DATA EXTRACT:
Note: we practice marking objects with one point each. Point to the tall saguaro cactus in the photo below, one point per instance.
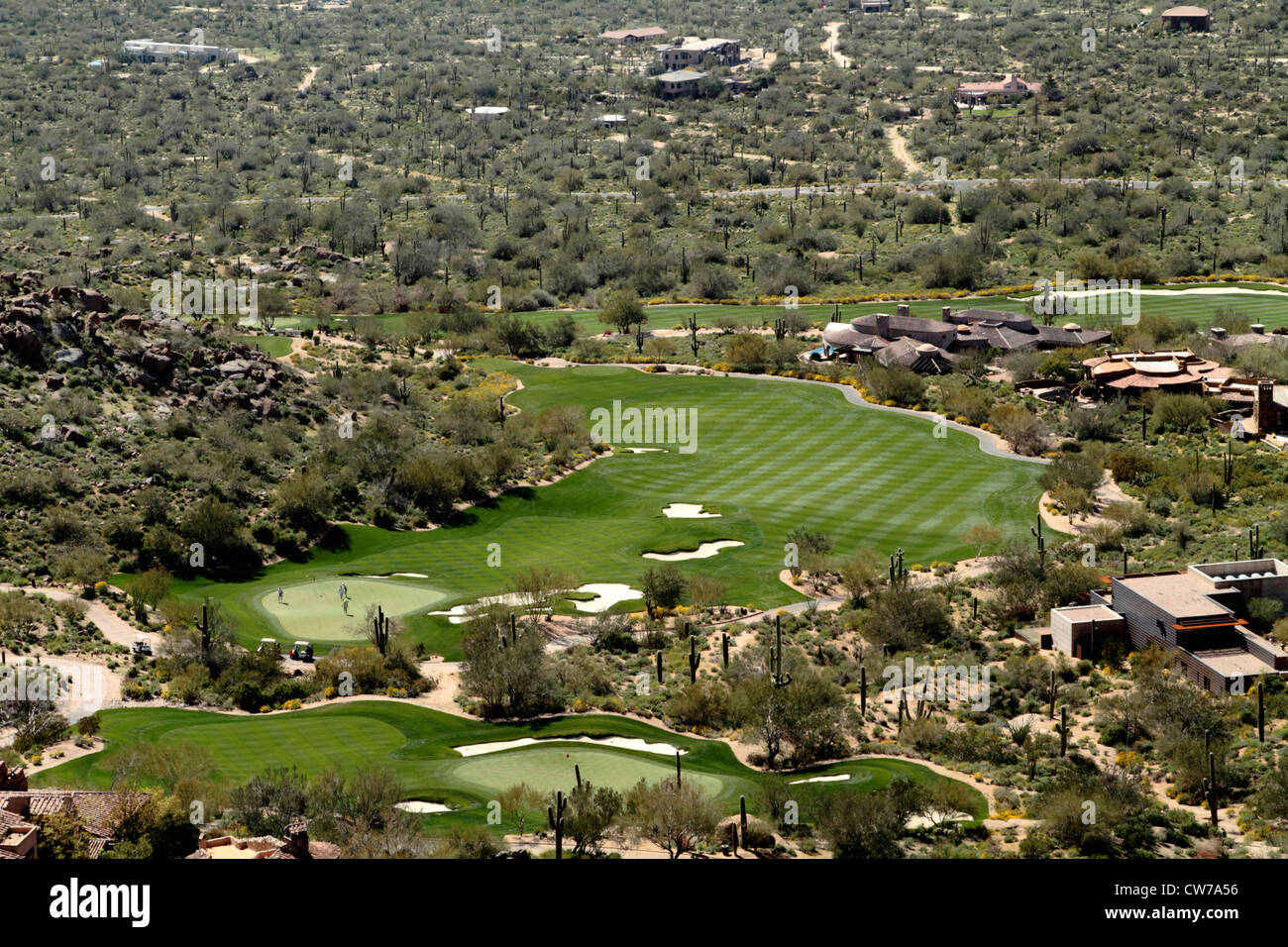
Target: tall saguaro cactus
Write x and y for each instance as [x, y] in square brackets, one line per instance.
[555, 814]
[381, 630]
[204, 625]
[1041, 539]
[777, 656]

GIVEN INSTRUCTION: Write out every line of the records again, requests included, but shift each point coordinate in the answers by adding 95 to both x and y. Leave the pictures out.

RESULT OF THE EXERCISE:
Note: we practice marking objects with one point each. Point to the tall saguaro cactus in the photo below, one point per instance.
Target: tall saguaro cactus
Write x and y for each instance as [x, y] in square brackets, one line per instance.
[650, 909]
[476, 725]
[299, 720]
[1136, 634]
[872, 751]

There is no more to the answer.